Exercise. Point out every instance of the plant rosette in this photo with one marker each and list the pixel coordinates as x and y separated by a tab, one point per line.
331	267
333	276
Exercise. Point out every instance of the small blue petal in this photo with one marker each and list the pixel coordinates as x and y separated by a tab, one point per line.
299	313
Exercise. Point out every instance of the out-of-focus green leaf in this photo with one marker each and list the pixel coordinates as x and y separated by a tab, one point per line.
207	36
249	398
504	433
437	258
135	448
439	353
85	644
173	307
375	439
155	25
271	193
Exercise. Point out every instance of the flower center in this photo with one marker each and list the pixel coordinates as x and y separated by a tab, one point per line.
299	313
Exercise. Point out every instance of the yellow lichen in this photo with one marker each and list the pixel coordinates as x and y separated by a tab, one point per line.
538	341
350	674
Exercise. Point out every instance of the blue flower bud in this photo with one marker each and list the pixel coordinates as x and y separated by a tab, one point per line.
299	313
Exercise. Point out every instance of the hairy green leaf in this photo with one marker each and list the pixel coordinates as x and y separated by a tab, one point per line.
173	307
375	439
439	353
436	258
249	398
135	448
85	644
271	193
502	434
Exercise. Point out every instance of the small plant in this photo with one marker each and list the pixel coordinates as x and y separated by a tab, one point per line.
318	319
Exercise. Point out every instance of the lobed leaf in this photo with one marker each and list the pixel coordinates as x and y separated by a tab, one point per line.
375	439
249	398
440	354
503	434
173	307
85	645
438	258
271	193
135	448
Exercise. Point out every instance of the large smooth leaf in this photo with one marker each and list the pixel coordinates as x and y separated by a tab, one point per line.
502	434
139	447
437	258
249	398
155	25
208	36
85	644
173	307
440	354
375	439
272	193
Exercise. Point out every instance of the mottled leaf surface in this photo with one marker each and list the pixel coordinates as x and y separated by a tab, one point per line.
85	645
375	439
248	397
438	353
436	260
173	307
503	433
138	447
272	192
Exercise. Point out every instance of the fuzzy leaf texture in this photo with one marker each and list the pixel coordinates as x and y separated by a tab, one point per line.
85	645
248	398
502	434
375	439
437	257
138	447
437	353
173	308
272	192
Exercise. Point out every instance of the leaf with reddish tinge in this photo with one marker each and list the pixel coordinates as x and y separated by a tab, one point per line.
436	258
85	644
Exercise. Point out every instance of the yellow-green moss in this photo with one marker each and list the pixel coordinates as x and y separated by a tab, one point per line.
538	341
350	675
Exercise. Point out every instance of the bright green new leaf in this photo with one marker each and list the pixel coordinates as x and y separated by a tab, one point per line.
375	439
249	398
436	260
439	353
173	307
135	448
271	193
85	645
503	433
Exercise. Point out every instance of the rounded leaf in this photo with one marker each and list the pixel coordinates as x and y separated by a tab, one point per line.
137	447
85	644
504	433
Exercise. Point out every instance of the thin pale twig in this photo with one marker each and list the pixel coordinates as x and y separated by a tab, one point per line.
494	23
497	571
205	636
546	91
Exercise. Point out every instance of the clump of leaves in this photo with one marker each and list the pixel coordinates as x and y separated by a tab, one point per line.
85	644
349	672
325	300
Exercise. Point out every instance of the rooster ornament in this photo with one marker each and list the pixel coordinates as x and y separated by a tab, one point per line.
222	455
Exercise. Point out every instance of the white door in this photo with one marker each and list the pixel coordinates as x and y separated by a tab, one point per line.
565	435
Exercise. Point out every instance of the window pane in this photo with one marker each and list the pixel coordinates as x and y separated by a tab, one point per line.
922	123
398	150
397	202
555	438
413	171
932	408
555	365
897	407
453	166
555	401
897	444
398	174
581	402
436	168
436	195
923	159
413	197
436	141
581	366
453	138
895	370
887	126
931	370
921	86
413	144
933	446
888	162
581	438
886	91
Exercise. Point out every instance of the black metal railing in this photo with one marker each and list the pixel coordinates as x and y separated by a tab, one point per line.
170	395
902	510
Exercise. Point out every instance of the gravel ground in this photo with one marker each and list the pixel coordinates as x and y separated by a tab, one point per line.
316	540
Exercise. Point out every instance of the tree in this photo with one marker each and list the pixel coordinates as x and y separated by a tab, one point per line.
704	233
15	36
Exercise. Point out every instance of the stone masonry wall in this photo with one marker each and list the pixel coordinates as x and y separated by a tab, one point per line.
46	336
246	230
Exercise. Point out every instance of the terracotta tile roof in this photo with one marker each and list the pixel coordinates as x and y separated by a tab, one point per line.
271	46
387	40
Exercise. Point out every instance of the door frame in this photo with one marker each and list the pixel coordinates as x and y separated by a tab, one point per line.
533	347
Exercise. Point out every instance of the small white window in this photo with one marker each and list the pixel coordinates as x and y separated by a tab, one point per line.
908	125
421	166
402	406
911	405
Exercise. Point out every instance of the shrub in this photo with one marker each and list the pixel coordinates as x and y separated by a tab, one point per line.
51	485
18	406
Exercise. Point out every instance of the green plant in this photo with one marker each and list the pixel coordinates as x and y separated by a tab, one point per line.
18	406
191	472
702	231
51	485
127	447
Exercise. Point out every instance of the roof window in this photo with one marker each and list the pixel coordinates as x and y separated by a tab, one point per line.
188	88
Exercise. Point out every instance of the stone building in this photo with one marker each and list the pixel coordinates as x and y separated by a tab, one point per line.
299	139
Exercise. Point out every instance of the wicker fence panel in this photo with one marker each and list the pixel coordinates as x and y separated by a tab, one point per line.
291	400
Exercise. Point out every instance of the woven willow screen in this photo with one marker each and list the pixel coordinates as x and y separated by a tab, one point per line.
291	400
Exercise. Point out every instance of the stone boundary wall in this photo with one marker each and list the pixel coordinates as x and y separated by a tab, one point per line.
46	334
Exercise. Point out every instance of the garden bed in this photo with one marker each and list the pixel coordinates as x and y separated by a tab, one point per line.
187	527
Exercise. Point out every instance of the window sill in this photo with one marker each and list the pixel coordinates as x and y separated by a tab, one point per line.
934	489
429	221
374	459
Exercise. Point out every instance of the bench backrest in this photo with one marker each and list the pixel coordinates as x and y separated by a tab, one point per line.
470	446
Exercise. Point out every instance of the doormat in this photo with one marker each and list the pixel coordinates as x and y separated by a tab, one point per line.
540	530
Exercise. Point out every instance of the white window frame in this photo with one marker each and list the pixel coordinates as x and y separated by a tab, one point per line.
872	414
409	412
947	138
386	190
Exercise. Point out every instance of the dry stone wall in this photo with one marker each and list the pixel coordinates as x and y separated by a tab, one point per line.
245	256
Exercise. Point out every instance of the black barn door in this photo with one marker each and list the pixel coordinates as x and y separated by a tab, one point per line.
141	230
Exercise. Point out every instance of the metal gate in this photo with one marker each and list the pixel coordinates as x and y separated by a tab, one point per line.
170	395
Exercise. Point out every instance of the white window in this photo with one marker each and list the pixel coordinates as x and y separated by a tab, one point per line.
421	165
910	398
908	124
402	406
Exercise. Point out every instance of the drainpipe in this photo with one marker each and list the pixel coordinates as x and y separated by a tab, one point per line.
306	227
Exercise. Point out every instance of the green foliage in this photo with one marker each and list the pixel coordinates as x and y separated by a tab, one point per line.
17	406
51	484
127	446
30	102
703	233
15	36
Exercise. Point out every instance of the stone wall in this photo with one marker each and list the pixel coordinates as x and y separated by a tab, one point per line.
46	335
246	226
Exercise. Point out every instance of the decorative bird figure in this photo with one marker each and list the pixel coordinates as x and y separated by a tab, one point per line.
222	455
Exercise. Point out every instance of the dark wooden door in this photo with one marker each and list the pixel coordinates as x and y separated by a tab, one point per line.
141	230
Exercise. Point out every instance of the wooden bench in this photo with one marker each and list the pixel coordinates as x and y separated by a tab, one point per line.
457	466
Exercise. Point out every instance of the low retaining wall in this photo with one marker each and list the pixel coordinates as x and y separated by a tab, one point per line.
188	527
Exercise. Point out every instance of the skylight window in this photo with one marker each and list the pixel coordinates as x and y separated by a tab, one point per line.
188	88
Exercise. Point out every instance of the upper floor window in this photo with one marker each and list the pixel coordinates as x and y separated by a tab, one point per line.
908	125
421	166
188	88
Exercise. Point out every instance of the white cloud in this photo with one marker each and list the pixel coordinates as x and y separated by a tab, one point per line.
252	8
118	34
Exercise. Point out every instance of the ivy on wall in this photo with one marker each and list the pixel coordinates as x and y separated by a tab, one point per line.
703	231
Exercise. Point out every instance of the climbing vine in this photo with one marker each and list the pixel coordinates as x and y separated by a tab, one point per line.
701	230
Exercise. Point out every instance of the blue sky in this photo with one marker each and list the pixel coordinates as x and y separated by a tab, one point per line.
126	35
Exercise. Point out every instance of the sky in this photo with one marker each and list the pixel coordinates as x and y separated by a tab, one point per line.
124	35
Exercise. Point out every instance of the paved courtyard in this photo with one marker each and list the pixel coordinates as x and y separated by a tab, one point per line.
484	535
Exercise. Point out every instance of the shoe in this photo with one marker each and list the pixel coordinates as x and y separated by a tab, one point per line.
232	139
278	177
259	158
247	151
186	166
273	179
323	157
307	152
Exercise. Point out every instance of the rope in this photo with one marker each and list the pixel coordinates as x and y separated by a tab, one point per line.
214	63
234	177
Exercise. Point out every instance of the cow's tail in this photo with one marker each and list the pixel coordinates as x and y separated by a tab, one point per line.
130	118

########

### WRITTEN INSTRUCTION
Convert the portion of the records that opens with the line containing "Exercise. Point out every instance of the rope" and continues through the end of the records into a JSON list of strings, one string per line, leaving out any blank lines.

### COMPLETED TASK
[
  "Exercise. Point out every instance of the rope in this photo with one marker each and list the pixel coordinates as x and y separated by a tab, one point per line.",
  "214\t63",
  "234\t177",
  "Exercise. Point out every instance of the cow's tail in this photo with one marker each and list the pixel coordinates as x and y separated by a tab, one point per line.",
  "130\t118"
]